TASK OBJECTIVE:
Put the lines of the records starting at the line containing "of the blurred" and ending at the line containing "[[108, 135], [293, 190]]", both included, into a Markdown table with the columns Row and Text. Give each line its row number and leave out any blank lines.

EXERCISE INPUT:
## start
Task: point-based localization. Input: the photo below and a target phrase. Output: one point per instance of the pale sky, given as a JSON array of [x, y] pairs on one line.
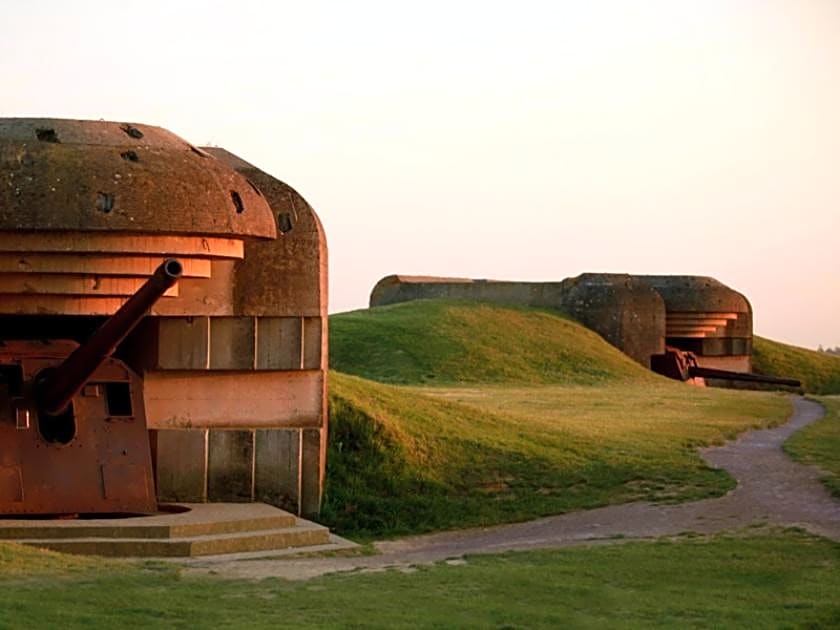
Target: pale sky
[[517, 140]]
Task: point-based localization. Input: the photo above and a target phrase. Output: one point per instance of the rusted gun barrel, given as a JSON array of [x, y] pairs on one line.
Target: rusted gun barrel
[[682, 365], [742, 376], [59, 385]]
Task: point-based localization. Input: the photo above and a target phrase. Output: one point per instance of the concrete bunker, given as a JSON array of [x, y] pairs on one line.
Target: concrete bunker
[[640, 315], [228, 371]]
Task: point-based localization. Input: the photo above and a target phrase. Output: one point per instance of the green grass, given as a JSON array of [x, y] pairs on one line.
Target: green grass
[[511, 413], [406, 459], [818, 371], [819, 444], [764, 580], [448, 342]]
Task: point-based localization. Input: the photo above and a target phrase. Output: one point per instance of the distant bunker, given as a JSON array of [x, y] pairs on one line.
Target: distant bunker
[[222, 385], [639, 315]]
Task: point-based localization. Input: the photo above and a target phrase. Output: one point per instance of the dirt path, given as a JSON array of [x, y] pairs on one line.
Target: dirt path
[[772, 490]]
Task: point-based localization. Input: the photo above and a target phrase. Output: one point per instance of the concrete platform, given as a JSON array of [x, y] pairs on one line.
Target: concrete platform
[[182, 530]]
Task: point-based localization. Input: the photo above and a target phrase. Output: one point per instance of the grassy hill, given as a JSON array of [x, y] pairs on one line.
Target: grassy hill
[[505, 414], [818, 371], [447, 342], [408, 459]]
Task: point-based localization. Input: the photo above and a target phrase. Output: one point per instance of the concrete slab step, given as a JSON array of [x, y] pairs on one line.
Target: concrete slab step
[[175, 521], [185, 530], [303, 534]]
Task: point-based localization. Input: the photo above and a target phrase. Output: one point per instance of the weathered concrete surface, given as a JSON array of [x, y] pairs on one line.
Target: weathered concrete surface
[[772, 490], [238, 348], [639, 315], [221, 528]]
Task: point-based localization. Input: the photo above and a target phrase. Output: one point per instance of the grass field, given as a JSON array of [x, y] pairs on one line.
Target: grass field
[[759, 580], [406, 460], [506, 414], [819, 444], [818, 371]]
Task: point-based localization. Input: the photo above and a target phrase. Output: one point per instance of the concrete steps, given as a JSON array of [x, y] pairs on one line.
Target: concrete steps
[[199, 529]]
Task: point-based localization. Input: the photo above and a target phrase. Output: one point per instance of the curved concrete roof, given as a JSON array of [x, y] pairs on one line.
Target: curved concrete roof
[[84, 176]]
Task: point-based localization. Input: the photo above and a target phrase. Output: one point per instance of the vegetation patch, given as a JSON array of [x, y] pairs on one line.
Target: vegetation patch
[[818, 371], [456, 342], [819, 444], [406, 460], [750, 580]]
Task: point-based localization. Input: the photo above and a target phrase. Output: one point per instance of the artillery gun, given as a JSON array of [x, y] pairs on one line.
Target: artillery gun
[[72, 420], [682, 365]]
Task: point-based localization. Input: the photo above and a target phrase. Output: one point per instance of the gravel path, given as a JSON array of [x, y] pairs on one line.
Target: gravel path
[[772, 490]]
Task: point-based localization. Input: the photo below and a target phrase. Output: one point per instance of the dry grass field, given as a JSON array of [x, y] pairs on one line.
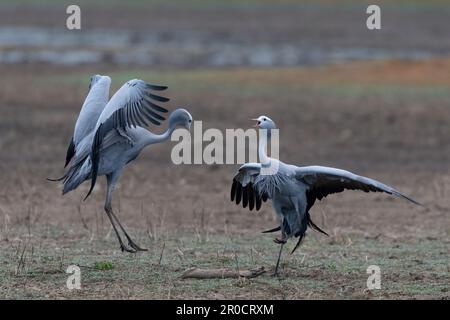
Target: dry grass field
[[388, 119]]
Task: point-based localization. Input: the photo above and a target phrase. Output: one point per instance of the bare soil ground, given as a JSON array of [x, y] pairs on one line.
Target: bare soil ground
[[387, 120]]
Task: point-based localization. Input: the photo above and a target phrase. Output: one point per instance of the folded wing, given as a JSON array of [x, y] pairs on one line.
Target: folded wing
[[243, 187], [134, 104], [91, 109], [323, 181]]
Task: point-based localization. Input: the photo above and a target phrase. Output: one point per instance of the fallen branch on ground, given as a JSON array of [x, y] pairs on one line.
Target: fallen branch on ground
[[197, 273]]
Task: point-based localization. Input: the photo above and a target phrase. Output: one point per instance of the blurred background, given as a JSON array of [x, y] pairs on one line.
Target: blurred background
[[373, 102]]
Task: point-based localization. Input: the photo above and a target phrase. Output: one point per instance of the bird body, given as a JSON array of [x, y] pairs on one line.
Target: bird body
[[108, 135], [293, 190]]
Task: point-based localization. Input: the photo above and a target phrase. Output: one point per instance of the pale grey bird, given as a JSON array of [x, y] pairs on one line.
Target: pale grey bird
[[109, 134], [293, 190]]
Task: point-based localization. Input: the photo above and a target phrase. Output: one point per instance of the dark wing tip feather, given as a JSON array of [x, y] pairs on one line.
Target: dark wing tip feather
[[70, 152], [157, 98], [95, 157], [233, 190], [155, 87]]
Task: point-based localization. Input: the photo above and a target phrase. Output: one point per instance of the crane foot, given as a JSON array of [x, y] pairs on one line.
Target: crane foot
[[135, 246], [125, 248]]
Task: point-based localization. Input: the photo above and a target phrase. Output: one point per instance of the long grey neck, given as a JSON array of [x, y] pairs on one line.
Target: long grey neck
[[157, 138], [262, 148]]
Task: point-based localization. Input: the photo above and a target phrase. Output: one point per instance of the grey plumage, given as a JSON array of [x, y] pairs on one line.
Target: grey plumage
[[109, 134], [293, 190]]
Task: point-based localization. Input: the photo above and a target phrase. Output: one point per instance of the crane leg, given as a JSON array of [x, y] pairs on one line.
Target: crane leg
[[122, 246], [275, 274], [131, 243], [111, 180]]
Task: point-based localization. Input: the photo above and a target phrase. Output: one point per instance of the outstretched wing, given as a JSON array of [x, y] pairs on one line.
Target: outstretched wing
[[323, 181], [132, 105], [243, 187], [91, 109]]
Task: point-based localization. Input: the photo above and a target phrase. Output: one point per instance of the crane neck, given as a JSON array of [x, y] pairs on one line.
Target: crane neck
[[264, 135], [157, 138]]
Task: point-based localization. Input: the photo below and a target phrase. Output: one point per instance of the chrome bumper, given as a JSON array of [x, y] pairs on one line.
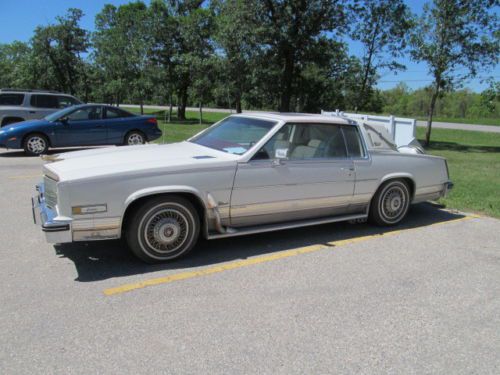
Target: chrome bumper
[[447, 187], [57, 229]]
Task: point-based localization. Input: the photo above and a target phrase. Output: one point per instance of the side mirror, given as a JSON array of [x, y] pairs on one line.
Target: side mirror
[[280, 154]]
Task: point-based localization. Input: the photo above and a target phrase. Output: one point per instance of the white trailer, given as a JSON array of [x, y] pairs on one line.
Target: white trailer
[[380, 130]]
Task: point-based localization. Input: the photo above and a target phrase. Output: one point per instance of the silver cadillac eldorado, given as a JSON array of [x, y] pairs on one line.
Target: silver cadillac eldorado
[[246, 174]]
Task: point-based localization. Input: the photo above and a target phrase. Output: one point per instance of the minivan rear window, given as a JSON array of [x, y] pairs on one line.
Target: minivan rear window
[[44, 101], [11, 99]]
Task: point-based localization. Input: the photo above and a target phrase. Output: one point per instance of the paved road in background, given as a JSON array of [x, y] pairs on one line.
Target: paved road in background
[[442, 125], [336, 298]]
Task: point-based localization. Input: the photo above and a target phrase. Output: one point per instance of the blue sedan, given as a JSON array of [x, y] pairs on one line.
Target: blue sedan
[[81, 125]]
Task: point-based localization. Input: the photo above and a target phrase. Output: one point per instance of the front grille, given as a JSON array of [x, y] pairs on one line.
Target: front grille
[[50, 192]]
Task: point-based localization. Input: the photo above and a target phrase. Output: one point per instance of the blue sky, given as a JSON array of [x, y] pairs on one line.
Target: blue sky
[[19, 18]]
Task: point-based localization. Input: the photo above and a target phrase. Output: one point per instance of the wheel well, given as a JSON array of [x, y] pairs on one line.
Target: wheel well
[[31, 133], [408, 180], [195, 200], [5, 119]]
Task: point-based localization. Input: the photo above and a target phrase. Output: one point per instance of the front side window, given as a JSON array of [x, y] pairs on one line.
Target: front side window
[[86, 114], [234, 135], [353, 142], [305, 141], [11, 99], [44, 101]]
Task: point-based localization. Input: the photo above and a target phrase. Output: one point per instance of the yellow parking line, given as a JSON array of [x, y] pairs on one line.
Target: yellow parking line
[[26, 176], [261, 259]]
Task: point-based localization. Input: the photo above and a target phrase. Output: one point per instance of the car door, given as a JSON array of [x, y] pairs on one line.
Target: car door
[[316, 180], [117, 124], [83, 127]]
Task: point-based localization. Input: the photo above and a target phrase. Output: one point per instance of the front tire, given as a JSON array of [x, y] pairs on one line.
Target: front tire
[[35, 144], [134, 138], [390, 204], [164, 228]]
## end
FULL RESPONSE:
| Row | Text |
|---|---|
| 1 | Task: point-based localization. Input: the photo above and a target phrase. Output: one point per instance of the blurred background, given as a JSON array of [x, y] pairs on one line. |
| 2 | Target: blurred background |
| 3 | [[373, 102]] |
| 4 | Task: point-based localization. Input: the photo above and a target phrase. Output: one point per instance of the bird body, given as a JSON array of [x, y] pairs on one line. |
| 5 | Target: bird body |
| 6 | [[108, 135], [293, 190]] |